» **Data for this task**:
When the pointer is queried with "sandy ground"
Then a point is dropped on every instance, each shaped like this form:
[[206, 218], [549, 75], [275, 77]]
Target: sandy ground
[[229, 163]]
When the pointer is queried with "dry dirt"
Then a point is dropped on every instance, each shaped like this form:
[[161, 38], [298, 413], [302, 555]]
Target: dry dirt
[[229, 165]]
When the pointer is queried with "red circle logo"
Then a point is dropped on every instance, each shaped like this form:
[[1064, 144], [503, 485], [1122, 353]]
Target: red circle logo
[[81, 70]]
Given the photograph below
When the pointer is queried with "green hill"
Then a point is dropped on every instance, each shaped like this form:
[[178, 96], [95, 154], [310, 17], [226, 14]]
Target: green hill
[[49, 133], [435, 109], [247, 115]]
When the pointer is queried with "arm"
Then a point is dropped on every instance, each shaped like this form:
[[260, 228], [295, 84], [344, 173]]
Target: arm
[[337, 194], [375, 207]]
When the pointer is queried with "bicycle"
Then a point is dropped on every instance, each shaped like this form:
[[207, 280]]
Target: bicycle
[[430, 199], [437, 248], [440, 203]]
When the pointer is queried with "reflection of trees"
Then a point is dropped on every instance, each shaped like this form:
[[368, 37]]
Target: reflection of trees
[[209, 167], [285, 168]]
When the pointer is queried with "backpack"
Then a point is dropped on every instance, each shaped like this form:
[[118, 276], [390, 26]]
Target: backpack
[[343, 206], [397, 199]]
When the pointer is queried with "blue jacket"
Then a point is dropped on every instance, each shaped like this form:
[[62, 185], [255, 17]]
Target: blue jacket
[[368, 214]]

* * *

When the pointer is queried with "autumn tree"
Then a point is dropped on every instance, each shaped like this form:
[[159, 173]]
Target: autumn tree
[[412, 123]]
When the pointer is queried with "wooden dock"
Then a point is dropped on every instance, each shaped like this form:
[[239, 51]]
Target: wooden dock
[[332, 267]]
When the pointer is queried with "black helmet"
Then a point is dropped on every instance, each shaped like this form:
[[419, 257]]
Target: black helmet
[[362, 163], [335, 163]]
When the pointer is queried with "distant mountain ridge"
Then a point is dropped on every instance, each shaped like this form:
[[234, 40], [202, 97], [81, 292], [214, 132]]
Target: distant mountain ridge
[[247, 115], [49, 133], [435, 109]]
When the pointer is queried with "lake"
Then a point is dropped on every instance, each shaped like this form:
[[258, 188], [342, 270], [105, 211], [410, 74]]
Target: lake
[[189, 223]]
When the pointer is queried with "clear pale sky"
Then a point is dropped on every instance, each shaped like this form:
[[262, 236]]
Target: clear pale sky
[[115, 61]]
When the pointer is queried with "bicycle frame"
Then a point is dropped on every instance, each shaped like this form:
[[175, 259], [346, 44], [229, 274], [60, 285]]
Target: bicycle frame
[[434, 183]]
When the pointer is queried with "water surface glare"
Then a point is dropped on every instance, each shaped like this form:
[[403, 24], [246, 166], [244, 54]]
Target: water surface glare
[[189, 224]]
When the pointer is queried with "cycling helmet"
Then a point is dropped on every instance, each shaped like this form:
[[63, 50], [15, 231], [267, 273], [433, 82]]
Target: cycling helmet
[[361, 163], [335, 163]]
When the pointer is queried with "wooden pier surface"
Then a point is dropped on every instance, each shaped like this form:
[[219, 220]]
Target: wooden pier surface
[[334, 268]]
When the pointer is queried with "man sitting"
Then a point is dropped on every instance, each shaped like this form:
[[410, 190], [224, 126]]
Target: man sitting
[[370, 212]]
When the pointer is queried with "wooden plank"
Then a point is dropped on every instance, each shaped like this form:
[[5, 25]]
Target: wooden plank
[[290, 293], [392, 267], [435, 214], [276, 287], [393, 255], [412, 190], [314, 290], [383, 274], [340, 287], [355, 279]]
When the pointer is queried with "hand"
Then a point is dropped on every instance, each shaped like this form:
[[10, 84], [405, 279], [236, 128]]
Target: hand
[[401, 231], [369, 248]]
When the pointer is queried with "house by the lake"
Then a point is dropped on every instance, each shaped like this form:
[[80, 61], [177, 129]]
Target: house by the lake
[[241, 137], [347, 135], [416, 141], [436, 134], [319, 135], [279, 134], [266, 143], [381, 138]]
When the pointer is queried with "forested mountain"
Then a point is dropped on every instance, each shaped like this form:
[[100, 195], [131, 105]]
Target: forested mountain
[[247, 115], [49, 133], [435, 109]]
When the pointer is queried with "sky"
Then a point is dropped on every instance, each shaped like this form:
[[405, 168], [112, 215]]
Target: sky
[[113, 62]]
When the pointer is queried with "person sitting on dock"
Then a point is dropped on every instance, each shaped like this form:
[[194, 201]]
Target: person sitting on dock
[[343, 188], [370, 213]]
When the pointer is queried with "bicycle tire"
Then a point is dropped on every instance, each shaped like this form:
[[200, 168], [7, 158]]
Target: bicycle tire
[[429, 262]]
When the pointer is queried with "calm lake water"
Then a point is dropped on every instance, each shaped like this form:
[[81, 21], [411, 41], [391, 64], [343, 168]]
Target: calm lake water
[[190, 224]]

» **What to work on**:
List every line of the records above that contains the string "tire", copying each line in full.

» **Reply**:
When the pointer is queried with "bicycle tire"
Target: bicycle tire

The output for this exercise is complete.